RECORDS FOR THE TASK

------------------------------------------------

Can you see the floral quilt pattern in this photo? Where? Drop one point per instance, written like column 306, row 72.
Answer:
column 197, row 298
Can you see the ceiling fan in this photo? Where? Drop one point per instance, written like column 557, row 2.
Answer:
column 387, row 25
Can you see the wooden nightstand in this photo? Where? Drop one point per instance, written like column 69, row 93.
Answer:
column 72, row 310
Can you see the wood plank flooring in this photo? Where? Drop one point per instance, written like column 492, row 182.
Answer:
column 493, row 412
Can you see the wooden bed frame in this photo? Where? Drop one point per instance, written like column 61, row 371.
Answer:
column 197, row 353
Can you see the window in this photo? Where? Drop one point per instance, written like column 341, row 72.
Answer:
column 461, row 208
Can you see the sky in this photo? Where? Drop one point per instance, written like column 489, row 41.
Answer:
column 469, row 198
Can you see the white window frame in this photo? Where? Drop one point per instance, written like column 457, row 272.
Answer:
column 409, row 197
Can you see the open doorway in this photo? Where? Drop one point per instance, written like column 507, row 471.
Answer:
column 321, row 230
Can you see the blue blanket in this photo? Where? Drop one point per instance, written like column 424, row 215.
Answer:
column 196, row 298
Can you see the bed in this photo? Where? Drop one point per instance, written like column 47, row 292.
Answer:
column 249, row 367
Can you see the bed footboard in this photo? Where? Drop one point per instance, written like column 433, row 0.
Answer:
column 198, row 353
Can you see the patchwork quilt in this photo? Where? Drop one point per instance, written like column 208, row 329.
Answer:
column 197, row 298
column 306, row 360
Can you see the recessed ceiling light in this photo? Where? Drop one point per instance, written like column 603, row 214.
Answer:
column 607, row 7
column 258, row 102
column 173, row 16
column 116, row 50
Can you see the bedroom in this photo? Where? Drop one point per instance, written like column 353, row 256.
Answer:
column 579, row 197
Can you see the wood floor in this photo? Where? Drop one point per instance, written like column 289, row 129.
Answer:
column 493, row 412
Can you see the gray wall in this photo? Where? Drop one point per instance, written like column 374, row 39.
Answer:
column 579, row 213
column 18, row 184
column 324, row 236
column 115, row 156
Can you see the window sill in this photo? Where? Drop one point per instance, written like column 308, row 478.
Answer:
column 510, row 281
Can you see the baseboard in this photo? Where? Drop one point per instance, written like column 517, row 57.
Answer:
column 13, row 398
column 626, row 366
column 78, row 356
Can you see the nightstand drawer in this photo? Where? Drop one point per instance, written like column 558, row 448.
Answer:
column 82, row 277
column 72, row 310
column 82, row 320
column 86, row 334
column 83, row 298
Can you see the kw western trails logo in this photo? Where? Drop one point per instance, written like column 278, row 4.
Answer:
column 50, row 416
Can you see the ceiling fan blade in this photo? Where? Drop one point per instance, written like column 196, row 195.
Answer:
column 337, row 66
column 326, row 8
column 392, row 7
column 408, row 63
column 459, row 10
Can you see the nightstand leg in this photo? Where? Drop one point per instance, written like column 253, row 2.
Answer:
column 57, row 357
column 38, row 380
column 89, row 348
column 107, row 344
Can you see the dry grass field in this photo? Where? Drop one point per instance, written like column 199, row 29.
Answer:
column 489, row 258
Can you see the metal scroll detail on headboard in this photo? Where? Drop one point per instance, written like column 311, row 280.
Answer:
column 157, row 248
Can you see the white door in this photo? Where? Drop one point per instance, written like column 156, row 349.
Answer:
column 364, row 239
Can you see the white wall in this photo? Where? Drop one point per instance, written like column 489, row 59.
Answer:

------------------------------------------------

WORK REQUIRED
Copy every one of the records above word for word, with nothing changed.

FULL SOLUTION
Can you see the floral quilt pattern in this photo? Where? Drop one point per instance, written like column 306, row 72.
Answer:
column 197, row 298
Can you see the ceiling fan in this photo? Where? Drop one point per instance, written like column 557, row 2.
Answer:
column 387, row 25
Can you see the wooden nightstand in this photo? Where? Drop one point per instance, written like column 69, row 93.
Answer:
column 72, row 310
Can you see the wood plank flooring in this photo? Where? Drop one point per instance, written like column 492, row 182.
Answer:
column 493, row 412
Can you see the wooden bed frame in this photo? Where? Drop one point per instance, written like column 61, row 371.
Answer:
column 197, row 353
Can you see the window in this photo? Where? Drop one point per instance, written like column 341, row 72.
Answer:
column 461, row 208
Can you see the sky in this photo? Where? Drop one point per instance, written like column 489, row 41.
Answer:
column 469, row 198
Can you see the white window frame in this photo? Where? Drop one point per instance, written like column 457, row 272.
Answer:
column 409, row 197
Can you see the open doorway in this photo? Where? Drop one point per instance, written like column 507, row 471.
Answer:
column 321, row 230
Can you see the blue blanket in this photo? Where? Drop one point per instance, written like column 424, row 215.
Answer:
column 196, row 298
Can you see the bed in this photo? Where? Drop one point per instance, written like column 47, row 292.
Answer:
column 249, row 367
Can you see the bed footboard in this photo? Where? Drop one point per instance, written like column 433, row 0.
Answer:
column 198, row 353
Can you see the patchwork quilt in this photo? Where? Drop one point per instance, written like column 208, row 329.
Answer:
column 197, row 298
column 306, row 360
Can you see the recessed ceiling light in this photo? Where? Drop one point per instance, written like column 603, row 214.
Answer:
column 607, row 7
column 258, row 102
column 173, row 16
column 116, row 50
Can you see the bedroom in this photo? Where? Drop one point per instance, written like column 353, row 256.
Answer:
column 579, row 197
Can you see the wood floor in this photo? Where? Drop one point per instance, written like column 289, row 129.
Answer:
column 493, row 412
Can you see the gray wall in this photo? Where? Drop one point per instance, written like column 374, row 39.
Answer:
column 579, row 213
column 18, row 184
column 324, row 236
column 115, row 156
Can you see the window sill in this photo? Where? Drop one point per instance, written like column 308, row 478.
Answer:
column 510, row 281
Can you see the baseboard in this photo? Where? Drop one point per instance, written like column 517, row 57.
Answer:
column 13, row 398
column 626, row 366
column 78, row 356
Can you see the nightstand drawer in this photo? Where? Drop one point per instance, written like column 558, row 448.
Answer:
column 82, row 277
column 72, row 310
column 82, row 320
column 86, row 334
column 83, row 298
Can you see the kw western trails logo in this photo? Where? Drop one point per instance, written like column 278, row 4.
Answer:
column 50, row 416
Can you see the ceiling fan blade in this photo? Where? Drop one point per instance, written like column 196, row 195.
Answer:
column 337, row 66
column 326, row 8
column 392, row 7
column 408, row 63
column 459, row 10
Can you see the nightstand leg in this photo? Where? Drop one point per instance, written like column 253, row 2.
Answer:
column 57, row 357
column 38, row 380
column 89, row 348
column 107, row 344
Can you see the dry grass field in this photo? Where? Drop one point per instance, written like column 199, row 29.
Answer:
column 489, row 258
Can you see the metal scroll detail on headboard in this photo? Where? Drop one point per instance, written like column 311, row 280.
Answer:
column 157, row 248
Can you see the white door in this photo? Where? Drop one point per instance, written like column 156, row 349.
Answer:
column 364, row 239
Can you see the white wall in this photo? Where? Drop one point per instance, written like column 489, row 59.
Answer:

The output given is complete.